→ **SHORT PROBLEM**
Pull every line from the records below and reproduce each one word for word, with nothing changed.

→ **EXERCISE MATERIALS**

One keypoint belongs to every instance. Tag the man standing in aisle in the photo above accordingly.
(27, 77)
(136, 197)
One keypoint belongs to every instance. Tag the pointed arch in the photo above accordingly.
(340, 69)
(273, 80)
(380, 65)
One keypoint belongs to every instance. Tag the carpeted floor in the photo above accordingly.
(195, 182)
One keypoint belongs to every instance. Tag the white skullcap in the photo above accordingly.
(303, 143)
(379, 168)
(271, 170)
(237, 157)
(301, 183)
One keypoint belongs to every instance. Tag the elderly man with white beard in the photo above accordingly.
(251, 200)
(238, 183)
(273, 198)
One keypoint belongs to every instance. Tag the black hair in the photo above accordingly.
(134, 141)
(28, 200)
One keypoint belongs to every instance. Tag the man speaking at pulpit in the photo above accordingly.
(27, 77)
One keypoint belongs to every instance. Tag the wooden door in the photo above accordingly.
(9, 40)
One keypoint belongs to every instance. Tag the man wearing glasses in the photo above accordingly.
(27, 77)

→ **OUTPUT**
One keypoint belongs to every instance. Tag the man standing in aisle in the photo above accordingly.
(27, 77)
(136, 197)
One keypoint belongs to every instance. Tag the pointed arch in the photo above accordingly.
(340, 69)
(273, 80)
(380, 65)
One keypoint belongs to every instance. Tag the carpeted floor in the photo above accordingly.
(195, 182)
One keypoint belongs to every instance. Tag the white skullcap in the photo above accordingly.
(303, 143)
(379, 168)
(271, 170)
(237, 157)
(301, 183)
One keypoint belongs to every instance. Tag the elderly man with white beard in the photo above accordingly.
(251, 200)
(238, 183)
(273, 198)
One keypoint belongs to every instance. Tag the black hair in the photo above accordingly.
(134, 141)
(28, 200)
One keypoint belongs to every instance. Tag the man speaking at pulpit in the photo above accordingly.
(27, 77)
One keypoint belongs to every instance. Tag the wooden door in the photo above accordingly.
(9, 40)
One keypoint belongs to every instance. Tag the man wearing glasses in the photo above accordingly.
(27, 77)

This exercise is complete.